Problem A: In the article on laughing gas during labor, what mix of gases does the mask deliver?
Problem B: Pick up the article on laughing gas during labor after its final sentence and keep writing it.

Document section START

Before giving birth, I was terrified of labor. To be honest, I wasn’t entirely convinced that the baby was going to come out the way my medical providers said she was. After doing some homework, watching a pretty graphic documentary and taking three months of childbirth classes, I determined that I wanted to have an intervention-free, unmedicated delivery. I felt like my best bet was to be as well-informed and in control as possible.

Unfortunately, the pain relief options available to me (a spinal block or an epidural) didn’t seem like they would leave me in control. Little did I know, nitrous oxide, known as laughing gas, the pain reliever that we associate most with dentist visits, could have helped.

The treatment, which has a 200-year history of use in Europe, was also used in the U.S. in the early 20th century, then was quickly replaced by more potent analgesia. Laughing gas for labor is now making a resurgence in the U.S. as more birthing people are choosing it to manage pain during birth—and it’s becoming more available in hospitals and birthing centers nationwide. – Allaya Cooks-Campbell

What is laughing gas?

Before you start humming the music from “Little Shop of Horrors,” you should know that nitrous oxide, or laughing gas, is the same gas that you get when at the dentist. The clear, odorless gas is delivered through a mask in a strict ratio of 50% oxygen, 50% nitrous oxide, according to Drs. George Mussalli and Jaqueline Worth of Village Obstetrics. This 1:1 ratio means that you won’t be singing any show tunes—and you can actually administer it yourself.

The name ‘laughing gas’ is a bit of a misnomer—there’s a slight euphoric feel, but it isn’t likely to make you laugh your labor pains away. Instead, in small doses, such as when used in labor, laughing gas acts as a pain reliever (analgesic), and can reduce anxiety. Patients describe the effects of breathing in the gas as helping them simply notice their pain, while caring less about it. In larger doses, laughing gas can be used in combination with other drugs to provide a loss of sensation (anesthetic).

Related: This is birth: An epidural birth story

What are the benefits of using laughing gas for labor?

Using a mask similar to the ones used for asthma treatments, laboring mothers can inhale at will. It’s very different from the “all-or-nothing” approach that an epidural and spinal block provide. With either of the standard pain relief options, patients often worry about things like “is it too early in my labor to get pain relief? Is it too late? What if I have a bad reaction to it?”

Related: My epidural worked *too* well—here’s what I wish I knew

According to The American College of Obstetricians and Gynecologists (ACOG), nitrous oxide “reduces anxiety and increases a feeling of well-being so that pain is easier to deal with. Nitrous oxide is mixed with oxygen and inhaled through a mask. A woman holds the mask herself and decides when she will inhale. It works best when a woman begins inhaling 30 seconds before the start of a contraction.”

Document section END
Listed entries START

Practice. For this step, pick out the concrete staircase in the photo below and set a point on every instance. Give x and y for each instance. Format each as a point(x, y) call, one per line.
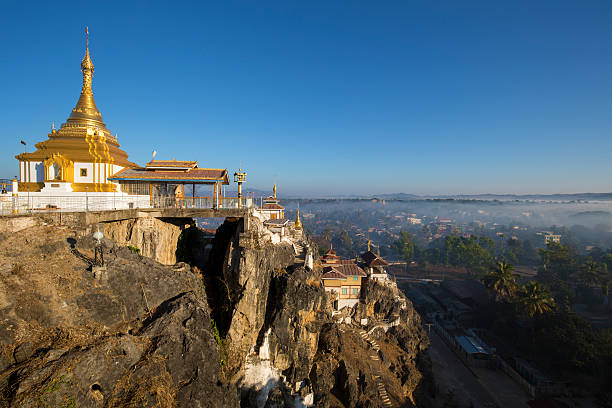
point(300, 253)
point(382, 391)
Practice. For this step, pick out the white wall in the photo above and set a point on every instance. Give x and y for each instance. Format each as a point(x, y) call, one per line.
point(37, 172)
point(77, 172)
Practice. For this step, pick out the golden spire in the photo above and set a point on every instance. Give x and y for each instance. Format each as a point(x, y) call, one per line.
point(86, 111)
point(298, 222)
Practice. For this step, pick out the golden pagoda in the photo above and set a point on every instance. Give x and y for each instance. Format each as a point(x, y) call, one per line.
point(81, 155)
point(298, 222)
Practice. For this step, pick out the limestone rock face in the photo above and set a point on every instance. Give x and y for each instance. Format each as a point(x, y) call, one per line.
point(138, 335)
point(248, 272)
point(296, 311)
point(155, 238)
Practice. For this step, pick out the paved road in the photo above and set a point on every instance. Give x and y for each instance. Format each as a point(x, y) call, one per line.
point(482, 387)
point(452, 374)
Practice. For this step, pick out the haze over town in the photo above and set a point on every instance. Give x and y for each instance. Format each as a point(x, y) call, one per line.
point(332, 98)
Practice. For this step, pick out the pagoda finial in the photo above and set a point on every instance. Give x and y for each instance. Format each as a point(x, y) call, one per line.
point(298, 222)
point(85, 111)
point(87, 66)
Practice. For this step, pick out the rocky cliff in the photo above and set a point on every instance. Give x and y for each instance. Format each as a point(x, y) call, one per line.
point(137, 335)
point(245, 324)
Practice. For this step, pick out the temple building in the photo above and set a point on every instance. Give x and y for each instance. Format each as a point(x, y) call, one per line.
point(80, 156)
point(342, 278)
point(81, 166)
point(172, 183)
point(374, 265)
point(271, 209)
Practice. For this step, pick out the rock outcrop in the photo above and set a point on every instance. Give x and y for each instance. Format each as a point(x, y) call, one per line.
point(137, 335)
point(245, 324)
point(155, 238)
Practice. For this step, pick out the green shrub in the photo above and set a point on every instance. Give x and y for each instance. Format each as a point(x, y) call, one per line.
point(134, 249)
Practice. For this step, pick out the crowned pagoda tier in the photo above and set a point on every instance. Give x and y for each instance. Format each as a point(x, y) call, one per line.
point(81, 155)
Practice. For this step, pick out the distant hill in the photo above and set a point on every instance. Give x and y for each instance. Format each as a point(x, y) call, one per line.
point(501, 197)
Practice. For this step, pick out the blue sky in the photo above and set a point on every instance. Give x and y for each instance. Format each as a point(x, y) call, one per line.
point(329, 97)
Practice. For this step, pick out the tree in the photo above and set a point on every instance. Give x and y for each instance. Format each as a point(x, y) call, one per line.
point(534, 299)
point(501, 282)
point(404, 247)
point(590, 273)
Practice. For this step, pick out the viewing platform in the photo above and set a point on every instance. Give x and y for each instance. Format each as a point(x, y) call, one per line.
point(91, 209)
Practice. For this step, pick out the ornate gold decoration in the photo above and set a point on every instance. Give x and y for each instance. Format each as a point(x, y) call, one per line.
point(66, 166)
point(84, 137)
point(30, 187)
point(94, 187)
point(86, 110)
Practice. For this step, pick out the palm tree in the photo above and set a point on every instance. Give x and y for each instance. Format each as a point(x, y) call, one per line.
point(534, 299)
point(590, 273)
point(501, 282)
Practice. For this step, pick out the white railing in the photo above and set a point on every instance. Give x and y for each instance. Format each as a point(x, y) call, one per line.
point(35, 203)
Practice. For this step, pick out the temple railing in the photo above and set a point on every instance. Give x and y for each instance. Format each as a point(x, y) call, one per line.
point(36, 202)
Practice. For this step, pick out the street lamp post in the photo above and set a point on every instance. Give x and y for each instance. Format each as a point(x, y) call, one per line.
point(240, 177)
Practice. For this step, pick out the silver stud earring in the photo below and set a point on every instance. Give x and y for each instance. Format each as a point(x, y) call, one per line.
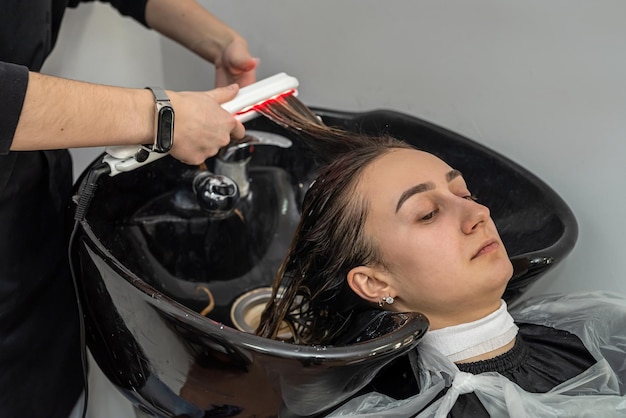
point(388, 300)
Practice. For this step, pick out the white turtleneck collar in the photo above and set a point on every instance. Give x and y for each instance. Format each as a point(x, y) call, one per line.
point(463, 341)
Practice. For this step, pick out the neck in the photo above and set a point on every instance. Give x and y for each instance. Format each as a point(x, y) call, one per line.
point(482, 339)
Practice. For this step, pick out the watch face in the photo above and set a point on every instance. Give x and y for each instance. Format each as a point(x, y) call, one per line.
point(165, 129)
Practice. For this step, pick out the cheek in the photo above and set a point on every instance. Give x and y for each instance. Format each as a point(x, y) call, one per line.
point(422, 255)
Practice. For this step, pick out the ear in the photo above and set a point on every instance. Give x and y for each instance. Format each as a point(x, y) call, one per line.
point(369, 283)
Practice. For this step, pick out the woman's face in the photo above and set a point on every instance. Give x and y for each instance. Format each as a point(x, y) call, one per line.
point(442, 252)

Listed entries END

Response box A: Half oxygen and half nitrous oxide, a 1:1 ratio.

Response box B:
Nitrous oxide has the benefit of being available at any point in labor, even after you deliver the baby. That means that you can have something to distract you from the post-delivery cleanup, stitches and that fundal massage.

What are the risks of using laughing gas?

Leaving someone who’s in pain in charge of their own pain relief sounds worrisome. So is it possible to overdo it? Dr. Mussalli asserts that it’s not. “You have to create a very tight seal with the mask,” he says. “If you’re too groggy, you won’t be able to hold the mask. It’s kind of its own fail-safe.”

Nitrous oxide also addresses some of the other concerns parents often have around the use of narcotics and anesthesia during labor. The substance leaves the mother’s system fairly quickly and seems to have no impact on the baby’s heart rate or APGAR scores.

The side effects also seem to be mild, with patients rarely reporting adverse reactions such as nausea, vomiting and unsteadiness. Dr. Mussalli states that given the relatively flexible nature of this particular pain relief option, it would be an ideal way to soothe patients with anxiety, fear of needles and those who were waiting for their window to receive an epidural.

Related: What are the side effects of getting an epidural?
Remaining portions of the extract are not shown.